If proposition 8 passes, gays will still have legally recognized unions in the state of California, with all the rights and responsibilities of marriage. They just won't be called marriage. Why? What is the motivation of a state to have one institution for opposite-sex couples and another for same-sex couples when there's no functional difference between them? People for and against prop 8 agree on one thing: the word "marriage" is a symbol of something special. The only logical motivation to reserve the word for opposite-sex couples is that including same-sex couples will somehow take away the specialness of the word. So same-sex couples are segregated out of the institution of marriage not for a functional reason, but to signal that their relationships are different, and by the same token, lesser, than opposite-sex relationships. Passing prop 8 won't protect religious freedom; the only thing it will do is to make it clear that the state believes that gay relationships are not equal in dignity to straight relationships. That is a classic violation of equal protection written into the California Constitution. Because I am against that, I am opposed to proposition 8.5
1. See Cal. Educ. C. § 51933(7).

[Provided data]:
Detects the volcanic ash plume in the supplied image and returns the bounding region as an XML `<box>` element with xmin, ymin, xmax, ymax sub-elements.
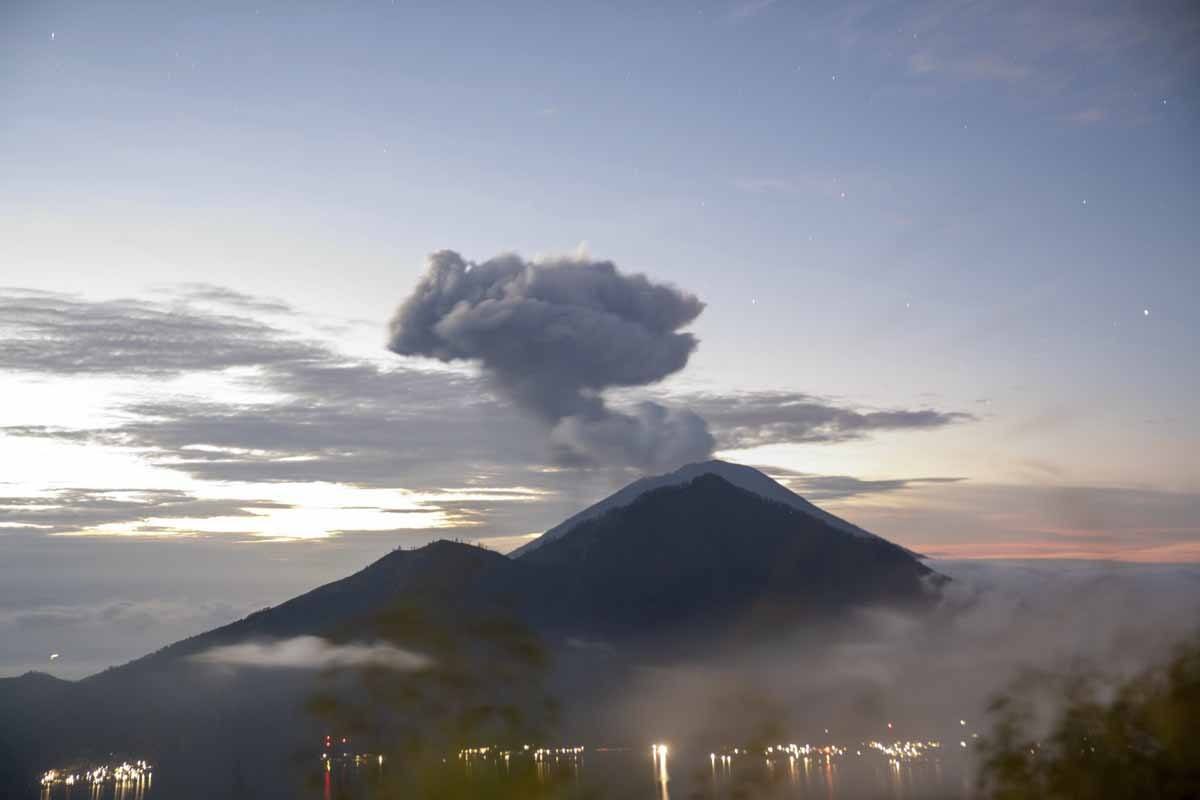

[Problems and tasks]:
[1] Condense the paragraph of the Proposition 8 passage that opens "If proposition 8 passes" into a shorter paragraph that keeps its main facts and argument.
[2] Continue the Proposition 8 passage from the point where it stops.

[Responses to the tasks]:
[1] If Proposition 8 passes, same-sex couples in California will still have legally recognized unions with all the rights and responsibilities of marriage, but those unions will not be called marriage. Because there is no functional difference between the two institutions, and both sides agree that the word "marriage" symbolizes something special, the only logical motive for reserving the word for opposite-sex couples is the belief that including same-sex couples would diminish it. Separating same-sex couples in this way signals that their relationships are different and lesser. The measure would not protect religious freedom. It would only declare that the state regards gay relationships as unequal in dignity, which is a classic violation of the equal protection written into the California Constitution. For that reason, the author opposes Proposition 8.

[2]
2. Cal. Fam. C. § 297.5.
3. In re Marriage Cases, 183 P.3d 384 (2008).
4. Rhetorical hyperbole? You say that like it's a bad thing...
5. OK, so maybe not brief, but it's still pithy.
1 comment:
Fantastic, Nate! Very well stated. The correlation with interracial marriage reminded me of the oral argument of Lewis v. Harris in New Jersey's Supreme Court (I'll send you the link, although I'm sure you're familiar with it): http://njlegallib.rutgers.edu/supct/args/A_68_05.php
Thanks for the invite to your blog!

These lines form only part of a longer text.